## YOUR ASSIGNMENT
Set down exactly the lines that run from the line with "green hedge, the" to the end of the data, and nothing else.

## DATASET

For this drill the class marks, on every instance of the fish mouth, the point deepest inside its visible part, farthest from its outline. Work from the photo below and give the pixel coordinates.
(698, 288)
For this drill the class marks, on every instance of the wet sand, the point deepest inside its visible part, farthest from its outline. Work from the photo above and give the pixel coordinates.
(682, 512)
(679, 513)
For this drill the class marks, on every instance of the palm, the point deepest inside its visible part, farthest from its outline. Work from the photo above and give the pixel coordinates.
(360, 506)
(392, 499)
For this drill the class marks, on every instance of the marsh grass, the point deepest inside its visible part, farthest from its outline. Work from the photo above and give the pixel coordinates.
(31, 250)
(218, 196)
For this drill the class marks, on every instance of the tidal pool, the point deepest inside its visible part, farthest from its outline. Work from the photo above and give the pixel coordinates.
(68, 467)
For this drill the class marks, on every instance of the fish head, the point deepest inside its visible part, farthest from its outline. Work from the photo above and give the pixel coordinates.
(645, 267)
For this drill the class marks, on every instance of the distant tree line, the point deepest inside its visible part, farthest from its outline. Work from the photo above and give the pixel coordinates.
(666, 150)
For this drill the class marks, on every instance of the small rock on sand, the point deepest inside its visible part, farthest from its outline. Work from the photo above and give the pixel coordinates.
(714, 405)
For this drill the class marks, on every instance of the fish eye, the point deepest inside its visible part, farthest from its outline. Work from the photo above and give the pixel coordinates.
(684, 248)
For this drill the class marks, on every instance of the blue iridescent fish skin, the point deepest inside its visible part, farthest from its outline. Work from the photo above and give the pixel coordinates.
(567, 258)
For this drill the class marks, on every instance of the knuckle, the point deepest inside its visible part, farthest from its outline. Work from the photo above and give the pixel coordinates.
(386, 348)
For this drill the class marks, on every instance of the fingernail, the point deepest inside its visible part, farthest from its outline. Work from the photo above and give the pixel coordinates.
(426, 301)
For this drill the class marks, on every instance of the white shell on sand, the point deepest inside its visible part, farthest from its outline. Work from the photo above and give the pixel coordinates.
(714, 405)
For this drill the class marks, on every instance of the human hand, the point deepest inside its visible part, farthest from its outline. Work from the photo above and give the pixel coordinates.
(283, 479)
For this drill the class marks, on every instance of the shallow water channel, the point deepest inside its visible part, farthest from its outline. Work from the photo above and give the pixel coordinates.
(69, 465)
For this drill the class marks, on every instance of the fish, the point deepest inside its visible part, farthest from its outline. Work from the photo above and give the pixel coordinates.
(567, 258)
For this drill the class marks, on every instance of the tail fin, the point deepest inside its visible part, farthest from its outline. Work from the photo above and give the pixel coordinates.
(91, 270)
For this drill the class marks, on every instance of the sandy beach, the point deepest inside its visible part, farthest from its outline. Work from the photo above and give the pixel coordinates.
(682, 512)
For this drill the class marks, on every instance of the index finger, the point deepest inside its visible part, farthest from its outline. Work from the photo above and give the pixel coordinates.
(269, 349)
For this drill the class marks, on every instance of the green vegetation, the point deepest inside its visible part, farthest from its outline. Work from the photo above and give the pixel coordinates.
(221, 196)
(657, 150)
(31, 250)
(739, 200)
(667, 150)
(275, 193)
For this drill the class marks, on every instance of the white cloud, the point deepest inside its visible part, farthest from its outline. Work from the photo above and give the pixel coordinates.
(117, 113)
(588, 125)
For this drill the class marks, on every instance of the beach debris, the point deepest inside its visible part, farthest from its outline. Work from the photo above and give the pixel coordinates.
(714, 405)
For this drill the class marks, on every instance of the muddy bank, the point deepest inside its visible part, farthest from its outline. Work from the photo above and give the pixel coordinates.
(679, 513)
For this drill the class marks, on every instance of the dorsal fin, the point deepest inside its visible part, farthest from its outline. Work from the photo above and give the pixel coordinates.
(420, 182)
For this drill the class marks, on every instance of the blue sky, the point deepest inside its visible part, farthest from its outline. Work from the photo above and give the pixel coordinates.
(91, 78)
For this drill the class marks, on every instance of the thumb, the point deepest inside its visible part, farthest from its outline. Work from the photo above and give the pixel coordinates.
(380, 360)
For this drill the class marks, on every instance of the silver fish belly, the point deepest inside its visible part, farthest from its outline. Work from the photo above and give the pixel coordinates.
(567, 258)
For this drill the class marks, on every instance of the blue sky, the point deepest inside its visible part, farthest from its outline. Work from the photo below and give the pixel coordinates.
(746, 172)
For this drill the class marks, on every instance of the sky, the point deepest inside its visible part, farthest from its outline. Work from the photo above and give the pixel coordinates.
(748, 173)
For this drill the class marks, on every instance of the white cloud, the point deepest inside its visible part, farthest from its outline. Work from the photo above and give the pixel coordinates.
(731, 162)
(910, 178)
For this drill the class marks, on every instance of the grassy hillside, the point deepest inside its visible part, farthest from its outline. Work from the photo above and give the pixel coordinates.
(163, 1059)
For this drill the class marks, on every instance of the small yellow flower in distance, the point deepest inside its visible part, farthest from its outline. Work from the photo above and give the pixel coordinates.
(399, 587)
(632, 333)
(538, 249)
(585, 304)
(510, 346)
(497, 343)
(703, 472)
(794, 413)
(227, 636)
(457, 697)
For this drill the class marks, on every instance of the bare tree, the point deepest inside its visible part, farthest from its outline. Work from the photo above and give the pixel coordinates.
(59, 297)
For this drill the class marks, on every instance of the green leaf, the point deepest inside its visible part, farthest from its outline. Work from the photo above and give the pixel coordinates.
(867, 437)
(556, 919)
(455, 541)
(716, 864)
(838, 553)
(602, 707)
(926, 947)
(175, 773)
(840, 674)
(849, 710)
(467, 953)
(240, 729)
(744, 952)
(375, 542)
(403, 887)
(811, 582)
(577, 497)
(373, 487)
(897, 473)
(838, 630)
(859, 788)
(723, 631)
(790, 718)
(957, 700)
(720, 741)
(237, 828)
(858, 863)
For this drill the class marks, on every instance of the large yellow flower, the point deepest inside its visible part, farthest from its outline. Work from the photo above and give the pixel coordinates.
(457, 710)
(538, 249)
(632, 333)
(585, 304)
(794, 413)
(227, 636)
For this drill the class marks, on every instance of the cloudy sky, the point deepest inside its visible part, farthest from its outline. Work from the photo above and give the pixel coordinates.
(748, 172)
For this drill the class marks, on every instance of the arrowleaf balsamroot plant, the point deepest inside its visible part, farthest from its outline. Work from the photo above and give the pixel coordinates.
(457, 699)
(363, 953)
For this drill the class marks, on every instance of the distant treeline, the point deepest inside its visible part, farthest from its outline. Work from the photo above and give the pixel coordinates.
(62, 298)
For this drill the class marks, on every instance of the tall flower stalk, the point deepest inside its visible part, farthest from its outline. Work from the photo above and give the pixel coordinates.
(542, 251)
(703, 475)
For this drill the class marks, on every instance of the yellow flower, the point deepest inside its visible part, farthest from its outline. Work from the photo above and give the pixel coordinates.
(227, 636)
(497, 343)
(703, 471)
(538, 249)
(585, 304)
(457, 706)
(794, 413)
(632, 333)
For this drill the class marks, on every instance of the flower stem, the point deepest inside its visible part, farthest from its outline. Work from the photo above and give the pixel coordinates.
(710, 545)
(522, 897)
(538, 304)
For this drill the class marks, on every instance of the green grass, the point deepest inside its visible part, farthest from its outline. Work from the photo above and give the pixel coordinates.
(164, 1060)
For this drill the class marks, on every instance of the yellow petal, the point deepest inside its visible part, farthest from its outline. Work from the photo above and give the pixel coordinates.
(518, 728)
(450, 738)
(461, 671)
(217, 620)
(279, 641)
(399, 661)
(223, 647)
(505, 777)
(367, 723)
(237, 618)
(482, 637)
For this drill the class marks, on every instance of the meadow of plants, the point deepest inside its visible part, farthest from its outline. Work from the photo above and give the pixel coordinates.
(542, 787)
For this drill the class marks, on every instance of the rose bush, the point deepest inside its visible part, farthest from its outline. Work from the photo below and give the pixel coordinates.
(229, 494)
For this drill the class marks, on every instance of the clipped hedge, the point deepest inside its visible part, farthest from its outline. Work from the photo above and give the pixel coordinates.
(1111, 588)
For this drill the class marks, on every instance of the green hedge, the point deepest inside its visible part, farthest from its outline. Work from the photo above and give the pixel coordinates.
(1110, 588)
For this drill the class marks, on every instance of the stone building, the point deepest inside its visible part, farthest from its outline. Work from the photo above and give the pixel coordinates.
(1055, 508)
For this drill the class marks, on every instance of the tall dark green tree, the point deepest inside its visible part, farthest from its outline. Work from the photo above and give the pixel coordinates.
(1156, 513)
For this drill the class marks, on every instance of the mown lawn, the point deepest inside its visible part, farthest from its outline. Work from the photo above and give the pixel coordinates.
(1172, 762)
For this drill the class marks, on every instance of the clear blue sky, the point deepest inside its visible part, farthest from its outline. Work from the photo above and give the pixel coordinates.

## ANSWER
For this drill the class marks, on every instance of the green hedge, the point deepest inside its visible part, farthest from its outline. Work from the photo above and give the pixel coordinates.
(1110, 588)
For this drill the class marks, on every instance of the stone building, the point deepest inside its visible part, farthest from its outline. Work from the photo above and give the pixel coordinates.
(1055, 508)
For this drill the class marks, on every instance of the tall dark green tree, the point deepest inside its visible part, farthest from its outline. Work from the photo above and give the pixel coordinates.
(1156, 513)
For this drill the class marks, on every instance of the mown lawn, the point deepest inside its visible part, farthest from its outline. Work from the photo above and give the pixel coordinates.
(1172, 762)
For this drill the class marks, on every instance of the clear blue sky, the point deepest inside its visible part, farthest from its outline. Work from the photo above and give the pixel coordinates.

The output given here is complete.